◆ THE TASK: Put into a numbered list the lines of the data that begin with the line containing "Q: Tag one point on each instance of the cream" and end with the line containing "(1203, 391)", including both. Leave out any blank lines and list no other lines.

[Excerpts from point annotation data]
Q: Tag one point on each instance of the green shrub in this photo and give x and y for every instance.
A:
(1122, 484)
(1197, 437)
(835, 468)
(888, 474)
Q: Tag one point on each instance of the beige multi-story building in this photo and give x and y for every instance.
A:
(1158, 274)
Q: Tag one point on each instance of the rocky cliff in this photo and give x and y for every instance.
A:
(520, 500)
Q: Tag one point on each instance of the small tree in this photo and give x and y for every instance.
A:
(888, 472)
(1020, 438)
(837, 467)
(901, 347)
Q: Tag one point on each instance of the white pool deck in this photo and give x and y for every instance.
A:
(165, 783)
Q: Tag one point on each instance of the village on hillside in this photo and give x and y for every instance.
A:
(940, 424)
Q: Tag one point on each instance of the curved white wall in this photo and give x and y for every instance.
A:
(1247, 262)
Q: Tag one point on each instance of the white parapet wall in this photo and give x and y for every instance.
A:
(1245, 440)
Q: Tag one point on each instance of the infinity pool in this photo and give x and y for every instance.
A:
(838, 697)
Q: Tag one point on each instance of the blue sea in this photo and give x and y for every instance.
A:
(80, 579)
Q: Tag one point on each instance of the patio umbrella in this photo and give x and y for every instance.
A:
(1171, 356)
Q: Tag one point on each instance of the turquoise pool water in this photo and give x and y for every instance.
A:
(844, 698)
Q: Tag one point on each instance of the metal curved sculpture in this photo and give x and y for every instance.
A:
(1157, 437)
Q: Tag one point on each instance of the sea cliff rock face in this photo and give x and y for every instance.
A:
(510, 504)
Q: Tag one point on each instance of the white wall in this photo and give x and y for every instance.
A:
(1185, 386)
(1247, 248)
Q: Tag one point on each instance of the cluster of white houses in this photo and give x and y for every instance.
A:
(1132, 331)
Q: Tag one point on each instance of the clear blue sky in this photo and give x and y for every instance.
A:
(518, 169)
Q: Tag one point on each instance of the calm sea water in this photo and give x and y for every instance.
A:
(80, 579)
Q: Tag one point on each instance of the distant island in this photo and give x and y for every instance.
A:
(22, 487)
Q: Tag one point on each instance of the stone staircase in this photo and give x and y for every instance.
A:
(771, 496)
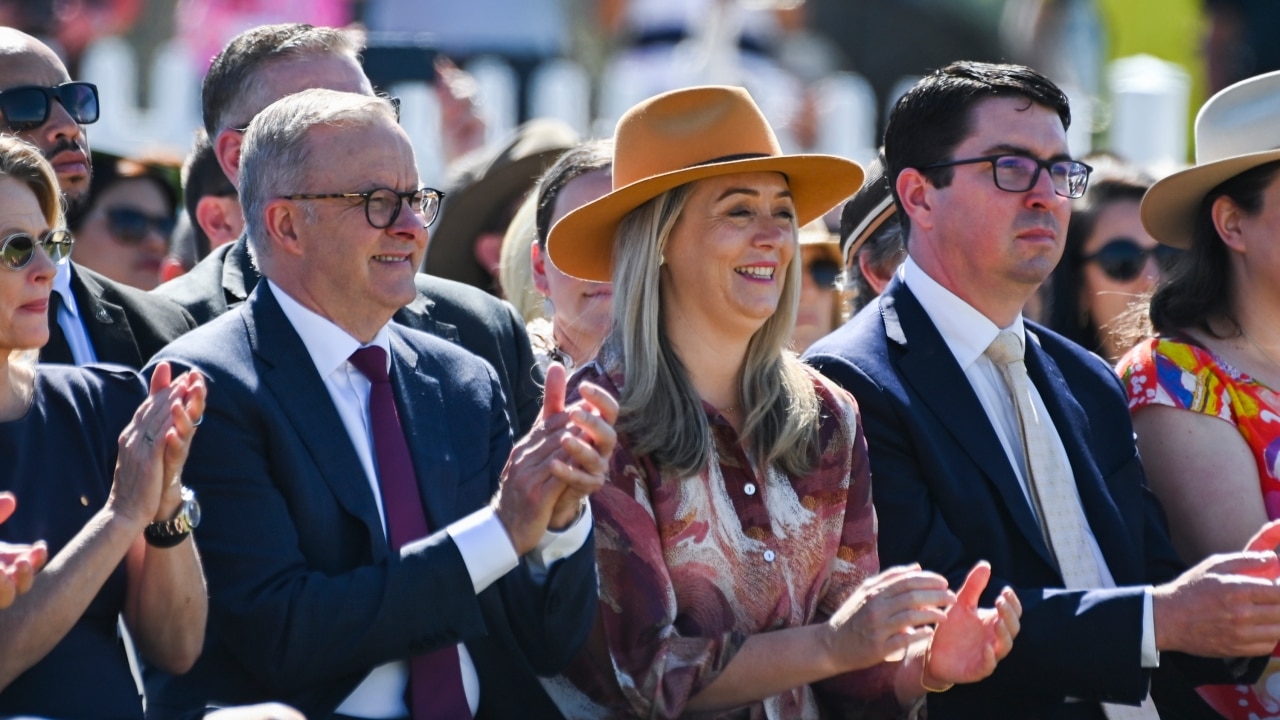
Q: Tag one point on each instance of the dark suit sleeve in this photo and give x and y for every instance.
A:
(1057, 652)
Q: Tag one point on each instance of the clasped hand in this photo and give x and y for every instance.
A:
(562, 460)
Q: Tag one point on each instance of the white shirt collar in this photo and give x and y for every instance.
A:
(328, 345)
(63, 287)
(965, 331)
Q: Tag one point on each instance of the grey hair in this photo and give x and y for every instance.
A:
(275, 154)
(659, 409)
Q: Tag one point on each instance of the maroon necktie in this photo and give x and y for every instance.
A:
(435, 679)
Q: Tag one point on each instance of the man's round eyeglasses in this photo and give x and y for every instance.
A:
(383, 204)
(1019, 173)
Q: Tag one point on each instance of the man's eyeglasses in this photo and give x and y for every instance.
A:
(18, 249)
(1019, 173)
(28, 106)
(131, 226)
(1123, 259)
(823, 273)
(383, 204)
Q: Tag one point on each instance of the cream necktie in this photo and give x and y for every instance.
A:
(1052, 491)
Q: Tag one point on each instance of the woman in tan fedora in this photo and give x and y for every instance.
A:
(735, 537)
(1203, 391)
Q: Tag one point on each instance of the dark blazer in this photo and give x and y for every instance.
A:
(124, 324)
(452, 310)
(305, 595)
(946, 497)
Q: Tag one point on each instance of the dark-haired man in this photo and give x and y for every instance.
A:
(995, 438)
(91, 317)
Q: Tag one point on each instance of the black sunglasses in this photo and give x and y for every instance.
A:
(131, 226)
(28, 106)
(1123, 259)
(18, 249)
(823, 273)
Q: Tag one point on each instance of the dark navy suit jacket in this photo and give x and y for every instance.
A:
(947, 497)
(305, 595)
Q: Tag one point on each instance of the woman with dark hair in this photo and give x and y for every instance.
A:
(735, 536)
(95, 459)
(1203, 392)
(1109, 263)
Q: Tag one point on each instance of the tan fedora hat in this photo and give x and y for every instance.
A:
(1235, 131)
(680, 137)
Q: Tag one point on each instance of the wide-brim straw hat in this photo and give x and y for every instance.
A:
(1235, 131)
(488, 185)
(684, 136)
(867, 210)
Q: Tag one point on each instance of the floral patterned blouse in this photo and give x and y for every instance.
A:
(690, 566)
(1180, 373)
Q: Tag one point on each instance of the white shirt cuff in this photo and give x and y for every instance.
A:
(554, 546)
(1150, 655)
(485, 547)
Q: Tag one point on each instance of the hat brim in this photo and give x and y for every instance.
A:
(867, 227)
(581, 242)
(451, 250)
(1170, 206)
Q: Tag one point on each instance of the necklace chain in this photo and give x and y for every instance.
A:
(1260, 349)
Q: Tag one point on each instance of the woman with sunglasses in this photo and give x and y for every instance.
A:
(1110, 261)
(822, 302)
(124, 228)
(95, 459)
(1205, 391)
(735, 534)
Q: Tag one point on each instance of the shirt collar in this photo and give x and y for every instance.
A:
(328, 345)
(965, 331)
(63, 287)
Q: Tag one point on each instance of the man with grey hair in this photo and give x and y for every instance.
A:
(91, 318)
(375, 547)
(266, 63)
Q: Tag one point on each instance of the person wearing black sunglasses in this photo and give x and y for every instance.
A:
(92, 318)
(124, 229)
(822, 302)
(1110, 260)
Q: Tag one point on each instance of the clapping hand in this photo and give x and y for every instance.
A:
(969, 642)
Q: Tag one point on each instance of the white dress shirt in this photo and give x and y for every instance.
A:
(968, 333)
(69, 318)
(480, 537)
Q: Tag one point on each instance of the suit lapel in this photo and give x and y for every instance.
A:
(1073, 425)
(289, 374)
(105, 323)
(423, 415)
(926, 363)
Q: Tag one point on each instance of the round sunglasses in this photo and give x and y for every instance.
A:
(28, 106)
(131, 227)
(823, 273)
(1123, 259)
(18, 249)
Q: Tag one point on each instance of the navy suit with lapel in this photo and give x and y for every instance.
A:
(305, 593)
(455, 311)
(124, 324)
(946, 497)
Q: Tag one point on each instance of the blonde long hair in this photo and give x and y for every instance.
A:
(661, 410)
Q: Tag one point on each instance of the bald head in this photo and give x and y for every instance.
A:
(26, 60)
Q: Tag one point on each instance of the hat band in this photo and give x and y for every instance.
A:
(731, 159)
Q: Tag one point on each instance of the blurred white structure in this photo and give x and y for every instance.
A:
(1150, 109)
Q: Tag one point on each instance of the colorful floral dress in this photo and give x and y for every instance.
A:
(690, 566)
(1180, 373)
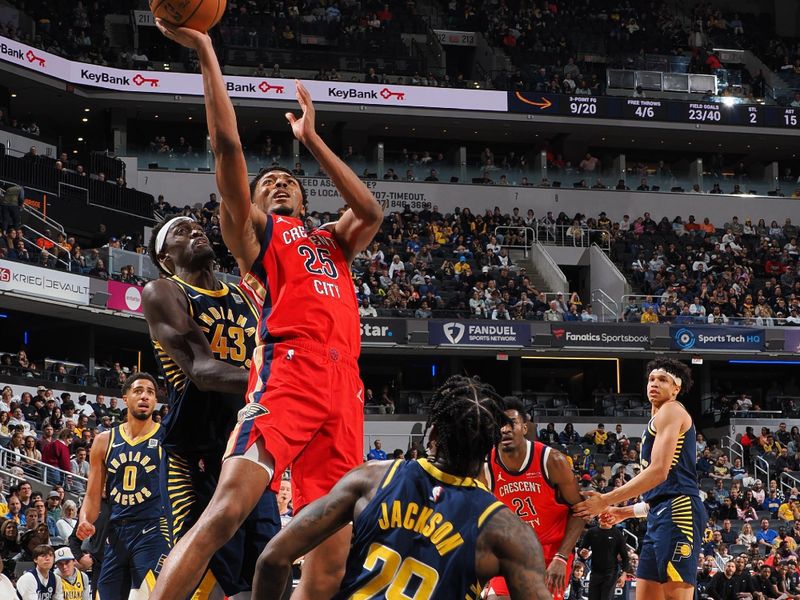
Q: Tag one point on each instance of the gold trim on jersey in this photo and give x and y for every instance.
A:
(447, 478)
(490, 510)
(390, 473)
(683, 517)
(144, 438)
(213, 293)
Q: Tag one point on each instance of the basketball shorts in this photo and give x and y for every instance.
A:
(671, 546)
(188, 485)
(306, 403)
(498, 587)
(134, 553)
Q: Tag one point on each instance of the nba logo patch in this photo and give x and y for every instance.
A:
(682, 550)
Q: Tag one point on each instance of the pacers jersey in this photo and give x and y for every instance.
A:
(132, 481)
(198, 422)
(416, 538)
(302, 280)
(682, 477)
(75, 590)
(530, 495)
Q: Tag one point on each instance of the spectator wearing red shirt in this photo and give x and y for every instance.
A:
(56, 454)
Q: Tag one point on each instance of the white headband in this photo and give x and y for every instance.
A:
(675, 378)
(161, 238)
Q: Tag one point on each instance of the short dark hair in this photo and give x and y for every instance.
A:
(675, 368)
(133, 377)
(467, 415)
(260, 175)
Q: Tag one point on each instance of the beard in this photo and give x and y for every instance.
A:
(283, 210)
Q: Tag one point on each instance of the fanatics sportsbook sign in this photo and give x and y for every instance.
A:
(479, 333)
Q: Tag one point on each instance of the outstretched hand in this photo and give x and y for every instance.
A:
(183, 35)
(594, 504)
(304, 127)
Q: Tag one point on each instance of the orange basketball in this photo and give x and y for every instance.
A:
(200, 15)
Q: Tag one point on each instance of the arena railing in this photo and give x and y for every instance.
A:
(42, 472)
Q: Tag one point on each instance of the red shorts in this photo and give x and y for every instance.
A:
(306, 404)
(499, 587)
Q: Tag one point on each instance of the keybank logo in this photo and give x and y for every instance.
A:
(454, 332)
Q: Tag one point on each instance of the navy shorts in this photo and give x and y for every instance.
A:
(671, 546)
(188, 485)
(134, 554)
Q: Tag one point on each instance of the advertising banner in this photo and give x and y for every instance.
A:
(716, 337)
(384, 331)
(124, 297)
(479, 333)
(599, 335)
(191, 84)
(791, 340)
(43, 283)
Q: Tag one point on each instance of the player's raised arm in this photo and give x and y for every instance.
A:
(165, 309)
(90, 509)
(315, 523)
(359, 224)
(239, 223)
(509, 548)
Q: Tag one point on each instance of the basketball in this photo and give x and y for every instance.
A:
(200, 15)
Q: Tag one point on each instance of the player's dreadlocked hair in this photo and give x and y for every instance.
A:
(467, 415)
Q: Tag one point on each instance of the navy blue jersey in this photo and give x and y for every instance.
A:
(132, 482)
(416, 538)
(682, 477)
(199, 423)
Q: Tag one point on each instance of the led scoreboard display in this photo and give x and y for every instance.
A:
(647, 109)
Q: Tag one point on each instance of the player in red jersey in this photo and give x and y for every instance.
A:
(537, 483)
(306, 398)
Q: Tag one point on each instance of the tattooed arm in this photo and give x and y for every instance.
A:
(508, 547)
(315, 523)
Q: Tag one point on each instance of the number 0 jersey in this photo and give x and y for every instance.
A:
(302, 281)
(132, 479)
(529, 493)
(198, 422)
(416, 538)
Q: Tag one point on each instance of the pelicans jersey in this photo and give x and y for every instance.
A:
(306, 396)
(416, 538)
(137, 542)
(197, 428)
(78, 589)
(530, 495)
(671, 546)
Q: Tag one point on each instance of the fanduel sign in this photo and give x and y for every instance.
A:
(599, 335)
(479, 333)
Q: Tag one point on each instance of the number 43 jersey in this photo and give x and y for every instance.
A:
(199, 423)
(416, 538)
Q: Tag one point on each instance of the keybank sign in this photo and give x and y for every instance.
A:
(478, 333)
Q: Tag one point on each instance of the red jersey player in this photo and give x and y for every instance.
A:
(306, 397)
(537, 483)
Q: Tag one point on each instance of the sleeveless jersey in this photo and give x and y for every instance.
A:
(682, 477)
(45, 591)
(132, 482)
(416, 538)
(200, 422)
(530, 495)
(74, 591)
(302, 280)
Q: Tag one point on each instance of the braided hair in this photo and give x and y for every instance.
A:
(467, 416)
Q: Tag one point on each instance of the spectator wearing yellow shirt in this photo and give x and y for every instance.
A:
(650, 315)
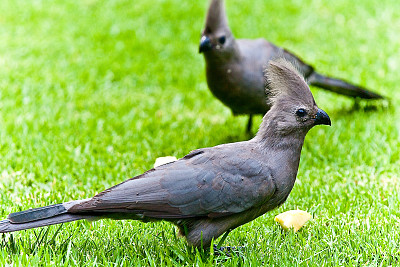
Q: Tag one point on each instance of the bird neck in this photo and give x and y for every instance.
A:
(229, 54)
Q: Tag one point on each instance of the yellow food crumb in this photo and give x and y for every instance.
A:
(293, 219)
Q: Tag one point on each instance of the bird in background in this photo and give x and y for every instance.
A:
(211, 190)
(234, 67)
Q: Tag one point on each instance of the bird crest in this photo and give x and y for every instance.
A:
(284, 80)
(216, 18)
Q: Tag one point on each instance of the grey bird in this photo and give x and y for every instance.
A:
(211, 190)
(234, 68)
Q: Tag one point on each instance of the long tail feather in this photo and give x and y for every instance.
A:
(341, 87)
(39, 217)
(7, 226)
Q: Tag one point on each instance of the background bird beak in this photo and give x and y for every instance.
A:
(205, 44)
(322, 118)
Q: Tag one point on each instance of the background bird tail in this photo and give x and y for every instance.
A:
(39, 217)
(340, 86)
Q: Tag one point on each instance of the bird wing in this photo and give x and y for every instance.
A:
(207, 182)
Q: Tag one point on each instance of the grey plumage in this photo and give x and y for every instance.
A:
(234, 68)
(211, 190)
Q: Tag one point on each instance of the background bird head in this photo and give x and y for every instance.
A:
(293, 109)
(216, 36)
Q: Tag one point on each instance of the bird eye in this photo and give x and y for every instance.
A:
(301, 112)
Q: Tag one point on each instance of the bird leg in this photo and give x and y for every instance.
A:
(249, 123)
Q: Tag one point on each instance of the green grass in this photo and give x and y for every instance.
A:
(91, 92)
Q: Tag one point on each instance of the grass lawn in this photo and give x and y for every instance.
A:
(91, 92)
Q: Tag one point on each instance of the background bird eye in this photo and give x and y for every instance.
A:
(301, 112)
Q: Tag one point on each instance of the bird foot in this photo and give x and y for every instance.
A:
(227, 251)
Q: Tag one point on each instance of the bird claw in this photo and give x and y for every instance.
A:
(227, 251)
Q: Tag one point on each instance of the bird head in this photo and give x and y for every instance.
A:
(293, 109)
(216, 35)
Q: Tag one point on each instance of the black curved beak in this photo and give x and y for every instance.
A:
(322, 118)
(205, 44)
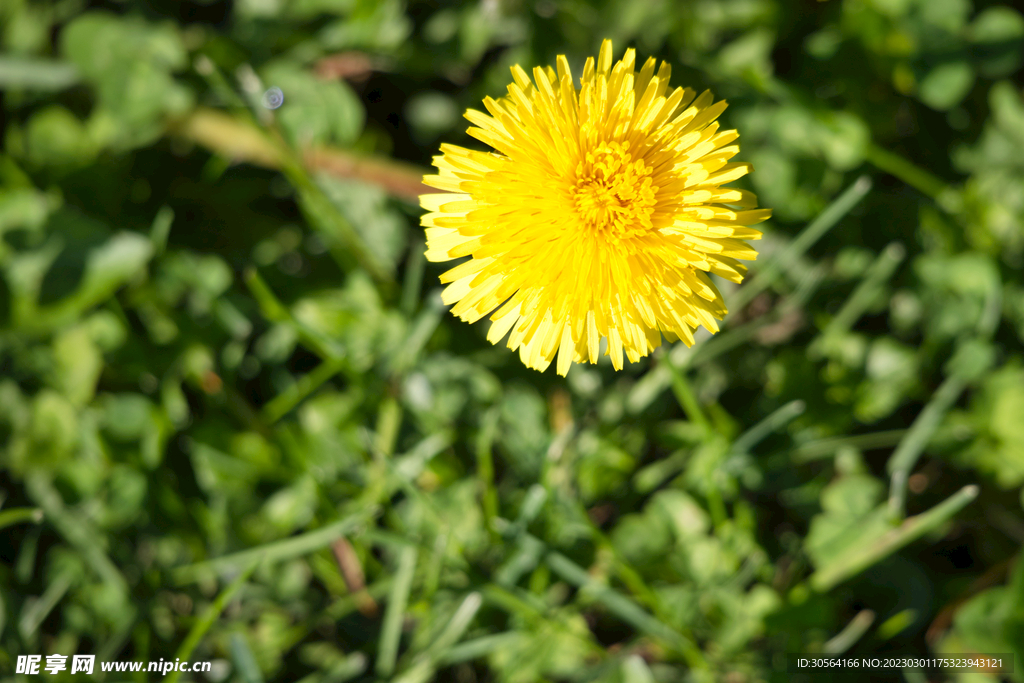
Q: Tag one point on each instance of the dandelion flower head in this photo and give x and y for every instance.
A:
(599, 214)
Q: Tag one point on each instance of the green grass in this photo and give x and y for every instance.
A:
(239, 425)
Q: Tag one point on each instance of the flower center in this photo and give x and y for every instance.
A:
(613, 195)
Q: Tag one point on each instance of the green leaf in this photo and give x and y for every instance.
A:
(946, 85)
(314, 112)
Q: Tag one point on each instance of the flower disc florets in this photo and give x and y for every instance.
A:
(598, 216)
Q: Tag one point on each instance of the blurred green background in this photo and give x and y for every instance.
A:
(238, 424)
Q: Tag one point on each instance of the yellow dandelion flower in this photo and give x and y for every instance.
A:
(598, 216)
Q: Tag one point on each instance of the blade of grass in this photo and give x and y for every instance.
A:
(298, 391)
(245, 660)
(75, 529)
(455, 629)
(834, 213)
(625, 608)
(476, 648)
(394, 613)
(913, 175)
(35, 611)
(912, 444)
(273, 310)
(856, 560)
(880, 271)
(853, 632)
(485, 467)
(826, 447)
(274, 552)
(772, 423)
(19, 515)
(210, 616)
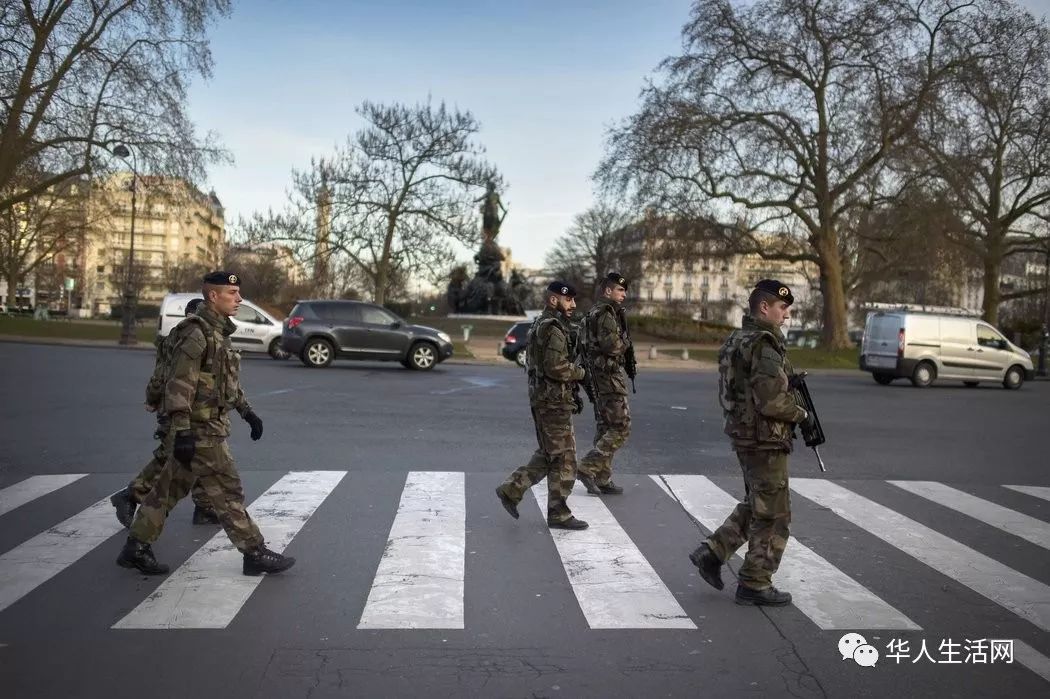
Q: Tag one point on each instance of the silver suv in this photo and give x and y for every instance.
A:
(319, 332)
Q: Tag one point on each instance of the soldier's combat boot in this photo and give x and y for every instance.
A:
(508, 504)
(124, 503)
(709, 565)
(204, 515)
(261, 559)
(768, 597)
(589, 484)
(571, 523)
(137, 554)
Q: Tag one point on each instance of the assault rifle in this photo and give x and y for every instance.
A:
(630, 363)
(813, 433)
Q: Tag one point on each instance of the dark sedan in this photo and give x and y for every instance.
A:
(320, 332)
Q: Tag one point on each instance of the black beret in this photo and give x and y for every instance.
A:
(562, 289)
(777, 289)
(223, 278)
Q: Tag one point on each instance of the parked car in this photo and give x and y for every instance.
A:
(926, 344)
(512, 346)
(320, 331)
(257, 331)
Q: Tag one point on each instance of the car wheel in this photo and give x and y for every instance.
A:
(275, 352)
(317, 354)
(1014, 378)
(422, 357)
(924, 375)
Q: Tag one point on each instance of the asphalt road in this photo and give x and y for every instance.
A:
(504, 608)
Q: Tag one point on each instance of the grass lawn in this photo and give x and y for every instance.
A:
(72, 330)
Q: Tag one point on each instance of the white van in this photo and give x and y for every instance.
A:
(257, 331)
(936, 343)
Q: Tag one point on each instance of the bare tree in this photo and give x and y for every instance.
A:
(779, 114)
(986, 144)
(393, 198)
(594, 245)
(77, 78)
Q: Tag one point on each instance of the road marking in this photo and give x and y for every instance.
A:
(419, 583)
(615, 586)
(32, 564)
(1009, 521)
(830, 597)
(1034, 491)
(1016, 592)
(32, 488)
(208, 590)
(1032, 659)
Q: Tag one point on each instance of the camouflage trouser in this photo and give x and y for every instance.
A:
(613, 418)
(143, 483)
(213, 468)
(761, 520)
(555, 460)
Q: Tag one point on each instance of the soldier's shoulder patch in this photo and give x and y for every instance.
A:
(191, 341)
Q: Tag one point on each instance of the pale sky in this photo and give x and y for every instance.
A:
(544, 78)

◆ EXERCISE OUTPUT:
1. Q: Tag one point on each instance of the cream necktie in this photo and give x and y for every instance.
2. A:
3. (1052, 491)
4. Q: Tag one point on each instance of the woman in tan fedora in this photo and give x and y for every instance.
5. A:
6. (735, 537)
7. (1203, 391)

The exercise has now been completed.